*** EXTRACT TO READ ***
Ths folder contains additional files related to generic homology search and phylogenetic inference analyses, which are out of the scope of the book chapter. It is exepected that the user would apply it's own pipeline according to its needs. This folder also contains metadata files and templates for iTOL.
Contents:
Files description
Homology search and phylogenetic inference
Files | Description |
---|---|
Bax1-I.hmm | hmm profile used to identify TMBIM proteins. The profile was obtained from Pfam. |
Bax1-I_cutga_c0.8.tar.gz | Compressed output from executing the hmm_retrieve.sh script. |
TMBIM_proteins.fasta | All 117 proteins in FASTA format used as example for the book chapter. |
TMBIM_proteins.afa | Alignment of all 117 proteins in FASTA format used as example for the book chapter. |
TMBIM_proteins.trimmed.afa | Trimmed alignment of all 117 proteins in FASTA format used as example for the book chapter. |
TMBIM_proteins.trimmed.afa.* | Output files from iqtree2. The TMBIM_proteins.trimmed.treefile file was used to visualize the SynNet communities in iTOL. |
community_colors.txt | Contains color hex codes for the communities. |
create_table.R | Script used to create the nodes_metadata.csv file. |
iTOL.xlsx | Excel file containing the information for the iTOL templates. |
iTOL_template_connections.txt | iTOL template for communities. |
iTOL_template_labels.txt | iTOL template for label colors. |
iTOL_template_strips.txt | iTOL template for strop colors. |
nodes_metadata.csv | Metadata of the 117 TMBIM proteins used as example for this study. |
species_metadata.csv | Metadata of the 15 plant species. |
species_tree.newick | Species tree used for phylogenetic profiling. The tree was generated with ete3 and furhter modified in iTOL. |
Homology searches were performed with HMMER3 implemented in the hmm_retrieve.sh script and using the Bax1-I.hmm (PF01027) obtained from Pfam. The command call was:
hmm_retrieve.sh -g -c 0.8 -p Bax1-I.hmm full/path/to/synnet_protocol_starter/db/*pep
The results were concatenated in the TMBIM_proteins.fasta file and the sequence identifiers in the TMBIM_id_list.txt file.
*** End of EXTRACT TO READ ***
*** INFORMATION ***
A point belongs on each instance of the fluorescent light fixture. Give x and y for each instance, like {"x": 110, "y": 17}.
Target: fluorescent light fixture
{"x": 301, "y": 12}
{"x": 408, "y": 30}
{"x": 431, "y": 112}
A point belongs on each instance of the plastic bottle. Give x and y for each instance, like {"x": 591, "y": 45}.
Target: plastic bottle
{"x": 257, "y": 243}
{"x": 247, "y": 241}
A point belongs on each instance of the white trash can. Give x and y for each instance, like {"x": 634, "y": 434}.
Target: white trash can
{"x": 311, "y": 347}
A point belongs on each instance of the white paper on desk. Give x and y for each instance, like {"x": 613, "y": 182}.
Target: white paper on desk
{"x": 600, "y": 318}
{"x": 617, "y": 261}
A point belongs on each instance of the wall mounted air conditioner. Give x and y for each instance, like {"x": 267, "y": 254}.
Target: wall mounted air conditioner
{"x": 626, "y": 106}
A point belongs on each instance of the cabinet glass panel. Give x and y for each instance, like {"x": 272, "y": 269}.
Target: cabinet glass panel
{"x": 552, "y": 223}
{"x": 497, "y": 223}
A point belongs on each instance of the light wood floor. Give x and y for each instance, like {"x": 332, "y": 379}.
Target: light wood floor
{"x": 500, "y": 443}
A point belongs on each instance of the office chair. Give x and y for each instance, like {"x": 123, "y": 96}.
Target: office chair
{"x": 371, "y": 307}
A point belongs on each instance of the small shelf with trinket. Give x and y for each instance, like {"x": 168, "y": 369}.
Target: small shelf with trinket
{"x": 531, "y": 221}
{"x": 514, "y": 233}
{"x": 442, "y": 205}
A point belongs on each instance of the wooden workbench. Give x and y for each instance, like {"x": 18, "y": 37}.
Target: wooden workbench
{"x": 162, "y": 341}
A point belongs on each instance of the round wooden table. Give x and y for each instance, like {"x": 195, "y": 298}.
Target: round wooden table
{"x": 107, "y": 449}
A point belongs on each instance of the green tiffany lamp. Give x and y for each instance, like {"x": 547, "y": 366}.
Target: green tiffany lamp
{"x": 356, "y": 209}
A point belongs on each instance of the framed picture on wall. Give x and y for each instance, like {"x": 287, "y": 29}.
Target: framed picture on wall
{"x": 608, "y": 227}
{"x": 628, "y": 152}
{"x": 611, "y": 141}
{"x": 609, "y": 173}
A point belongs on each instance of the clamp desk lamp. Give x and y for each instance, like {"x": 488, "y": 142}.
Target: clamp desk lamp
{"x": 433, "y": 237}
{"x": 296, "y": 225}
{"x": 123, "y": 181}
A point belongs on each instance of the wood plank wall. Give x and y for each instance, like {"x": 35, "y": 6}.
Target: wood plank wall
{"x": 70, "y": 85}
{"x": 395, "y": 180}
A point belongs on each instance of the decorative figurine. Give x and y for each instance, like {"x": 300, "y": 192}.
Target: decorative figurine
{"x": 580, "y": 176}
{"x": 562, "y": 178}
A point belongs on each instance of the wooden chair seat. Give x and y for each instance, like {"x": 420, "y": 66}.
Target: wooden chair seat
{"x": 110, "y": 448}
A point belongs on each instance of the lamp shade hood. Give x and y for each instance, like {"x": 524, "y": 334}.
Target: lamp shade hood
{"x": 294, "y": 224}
*** End of INFORMATION ***
> _REQUIRED TASKS_:
- A) In the folder description for the TMBIM analyses, why is the Bax1-I.hmm file included, and where did it come from? Answer in one to three sentences.
- B) Write the next part of the folder description for the TMBIM analyses, starting after its last sentence.

> _EXERCISE RESULTS_:
- A) Bax1-I.hmm is the hmm profile used to find the TMBIM proteins in the homology searches. It was taken from Pfam, where it has the ID PF01027.

- B)
For protein alignment and trimming, the hmmalign command of hmmer3 and the trimAl programs were used, respectively:
hmmalign --trim --outformat afa Bax1-I.hmm TMBIM_proteins.fasta | sed -e '/>/!s/\./-/g' > TMBIM_proteins.afa
trimal -in TMBIM_proteins.afa -out TMBIM_proteins.trimmed.afa -gt 0.8
Phylogenetic inference was done with iqtree2:
iqtree2 --threads-max 3 -m TEST --mset WAG,LG,JTT -B 1000 -alrt 1000 -s TMBIM_proteins.trimmed.afa
Outputs from iqtree2 are TMBIM_proteins.trimmed.afa*. The TMBIM_proteins.trimmed.treefile was used to visualize the tree in iTOL in the protocol of the book chapter.